═════ Data provided

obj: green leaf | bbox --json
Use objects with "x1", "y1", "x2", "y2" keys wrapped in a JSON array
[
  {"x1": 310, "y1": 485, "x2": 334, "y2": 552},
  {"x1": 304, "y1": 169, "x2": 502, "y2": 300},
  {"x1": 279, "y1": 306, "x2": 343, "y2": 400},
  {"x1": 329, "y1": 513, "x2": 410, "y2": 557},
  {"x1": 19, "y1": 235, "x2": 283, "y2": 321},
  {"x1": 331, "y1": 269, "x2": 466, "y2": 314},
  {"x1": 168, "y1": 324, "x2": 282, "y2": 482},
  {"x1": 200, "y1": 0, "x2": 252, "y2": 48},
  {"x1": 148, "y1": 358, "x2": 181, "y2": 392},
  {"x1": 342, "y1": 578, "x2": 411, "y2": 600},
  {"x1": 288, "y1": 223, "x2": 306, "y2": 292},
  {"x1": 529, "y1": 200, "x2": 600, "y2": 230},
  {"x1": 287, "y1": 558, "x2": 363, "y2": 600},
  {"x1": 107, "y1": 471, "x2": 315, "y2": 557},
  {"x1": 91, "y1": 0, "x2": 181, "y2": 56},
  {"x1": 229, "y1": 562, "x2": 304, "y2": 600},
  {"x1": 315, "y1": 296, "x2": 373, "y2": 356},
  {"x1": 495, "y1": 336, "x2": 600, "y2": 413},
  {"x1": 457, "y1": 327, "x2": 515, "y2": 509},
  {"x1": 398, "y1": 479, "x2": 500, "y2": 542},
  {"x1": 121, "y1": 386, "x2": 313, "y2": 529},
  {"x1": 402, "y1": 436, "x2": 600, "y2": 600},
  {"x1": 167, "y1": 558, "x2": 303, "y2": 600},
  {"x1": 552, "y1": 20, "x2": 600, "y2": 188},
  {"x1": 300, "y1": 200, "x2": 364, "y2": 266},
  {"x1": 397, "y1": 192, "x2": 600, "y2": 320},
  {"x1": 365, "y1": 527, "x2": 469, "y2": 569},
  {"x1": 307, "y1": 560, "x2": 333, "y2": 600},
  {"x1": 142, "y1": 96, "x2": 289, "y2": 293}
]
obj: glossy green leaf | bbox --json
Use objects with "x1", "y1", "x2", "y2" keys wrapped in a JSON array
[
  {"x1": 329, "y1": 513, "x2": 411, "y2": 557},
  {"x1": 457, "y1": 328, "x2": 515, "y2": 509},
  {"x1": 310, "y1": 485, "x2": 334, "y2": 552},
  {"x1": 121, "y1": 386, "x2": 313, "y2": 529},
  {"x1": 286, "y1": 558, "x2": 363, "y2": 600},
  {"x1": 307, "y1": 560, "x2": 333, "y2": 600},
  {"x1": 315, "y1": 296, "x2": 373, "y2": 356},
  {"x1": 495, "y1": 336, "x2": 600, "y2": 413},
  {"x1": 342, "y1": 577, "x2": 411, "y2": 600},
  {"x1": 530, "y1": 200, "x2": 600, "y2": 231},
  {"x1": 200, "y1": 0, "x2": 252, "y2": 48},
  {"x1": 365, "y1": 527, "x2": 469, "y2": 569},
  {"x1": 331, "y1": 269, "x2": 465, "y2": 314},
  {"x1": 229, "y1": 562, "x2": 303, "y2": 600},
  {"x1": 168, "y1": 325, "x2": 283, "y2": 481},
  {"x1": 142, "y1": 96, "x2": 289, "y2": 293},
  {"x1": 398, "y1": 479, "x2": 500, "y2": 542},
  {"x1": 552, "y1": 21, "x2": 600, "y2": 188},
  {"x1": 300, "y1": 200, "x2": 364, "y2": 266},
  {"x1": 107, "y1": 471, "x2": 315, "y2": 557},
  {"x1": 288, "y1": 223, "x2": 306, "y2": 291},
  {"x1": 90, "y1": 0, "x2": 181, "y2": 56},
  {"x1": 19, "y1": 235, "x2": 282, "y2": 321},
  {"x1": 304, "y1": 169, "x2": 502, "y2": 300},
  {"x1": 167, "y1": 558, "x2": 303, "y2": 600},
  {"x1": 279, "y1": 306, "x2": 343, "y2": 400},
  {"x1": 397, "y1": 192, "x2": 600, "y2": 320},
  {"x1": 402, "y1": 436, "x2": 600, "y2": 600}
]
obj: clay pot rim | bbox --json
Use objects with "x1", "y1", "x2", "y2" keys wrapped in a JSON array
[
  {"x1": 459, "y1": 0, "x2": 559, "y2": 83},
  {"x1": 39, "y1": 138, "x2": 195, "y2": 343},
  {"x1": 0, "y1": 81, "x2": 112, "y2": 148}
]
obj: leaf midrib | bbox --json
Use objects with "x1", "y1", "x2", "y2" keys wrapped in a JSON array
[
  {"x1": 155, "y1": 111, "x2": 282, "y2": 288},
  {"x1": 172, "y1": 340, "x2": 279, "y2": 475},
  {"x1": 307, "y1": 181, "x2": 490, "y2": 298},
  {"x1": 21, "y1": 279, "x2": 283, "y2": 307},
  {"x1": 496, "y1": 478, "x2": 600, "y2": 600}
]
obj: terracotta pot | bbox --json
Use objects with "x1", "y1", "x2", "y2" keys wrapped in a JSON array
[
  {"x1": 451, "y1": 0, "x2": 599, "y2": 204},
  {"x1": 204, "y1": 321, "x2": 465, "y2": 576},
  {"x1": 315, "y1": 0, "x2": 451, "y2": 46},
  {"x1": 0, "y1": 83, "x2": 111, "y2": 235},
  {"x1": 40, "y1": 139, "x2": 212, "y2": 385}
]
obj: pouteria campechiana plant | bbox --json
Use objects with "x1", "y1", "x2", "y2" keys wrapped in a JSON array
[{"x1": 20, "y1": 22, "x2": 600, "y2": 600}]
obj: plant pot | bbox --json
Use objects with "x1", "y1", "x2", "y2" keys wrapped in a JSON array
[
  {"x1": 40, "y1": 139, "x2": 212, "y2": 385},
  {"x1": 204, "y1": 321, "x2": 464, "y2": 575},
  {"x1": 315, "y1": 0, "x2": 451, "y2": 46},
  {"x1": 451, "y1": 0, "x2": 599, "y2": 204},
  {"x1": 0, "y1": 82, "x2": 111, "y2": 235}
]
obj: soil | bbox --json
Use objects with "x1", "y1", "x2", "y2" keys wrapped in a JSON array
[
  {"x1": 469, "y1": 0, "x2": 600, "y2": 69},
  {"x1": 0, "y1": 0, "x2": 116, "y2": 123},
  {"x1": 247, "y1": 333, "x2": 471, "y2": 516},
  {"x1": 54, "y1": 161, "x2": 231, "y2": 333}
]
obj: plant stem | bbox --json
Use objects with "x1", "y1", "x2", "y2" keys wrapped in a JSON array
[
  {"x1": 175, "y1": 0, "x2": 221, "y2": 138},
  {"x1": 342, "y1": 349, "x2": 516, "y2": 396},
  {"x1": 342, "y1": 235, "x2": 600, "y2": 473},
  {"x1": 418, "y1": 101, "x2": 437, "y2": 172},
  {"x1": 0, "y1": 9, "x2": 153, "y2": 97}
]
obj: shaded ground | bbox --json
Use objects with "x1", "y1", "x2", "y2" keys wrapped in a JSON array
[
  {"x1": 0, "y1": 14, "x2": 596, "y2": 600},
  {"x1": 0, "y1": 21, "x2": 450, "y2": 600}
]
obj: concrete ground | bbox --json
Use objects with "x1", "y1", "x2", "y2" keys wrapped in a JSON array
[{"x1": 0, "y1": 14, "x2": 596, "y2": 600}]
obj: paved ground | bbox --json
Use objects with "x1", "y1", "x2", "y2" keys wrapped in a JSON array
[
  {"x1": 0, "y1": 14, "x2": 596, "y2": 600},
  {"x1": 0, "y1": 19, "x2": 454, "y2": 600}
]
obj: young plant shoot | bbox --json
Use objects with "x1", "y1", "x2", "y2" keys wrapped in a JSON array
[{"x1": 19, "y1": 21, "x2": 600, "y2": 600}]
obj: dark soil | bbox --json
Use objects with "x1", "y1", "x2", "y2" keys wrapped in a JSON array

══════════

(Exercise goal): List each line of the entries above that contains the string "leaf", matching case exactly.

(Exercise output):
obj: green leaf | bbox --json
obj: glossy green leaf | bbox --json
obj: leaf midrib | bbox --json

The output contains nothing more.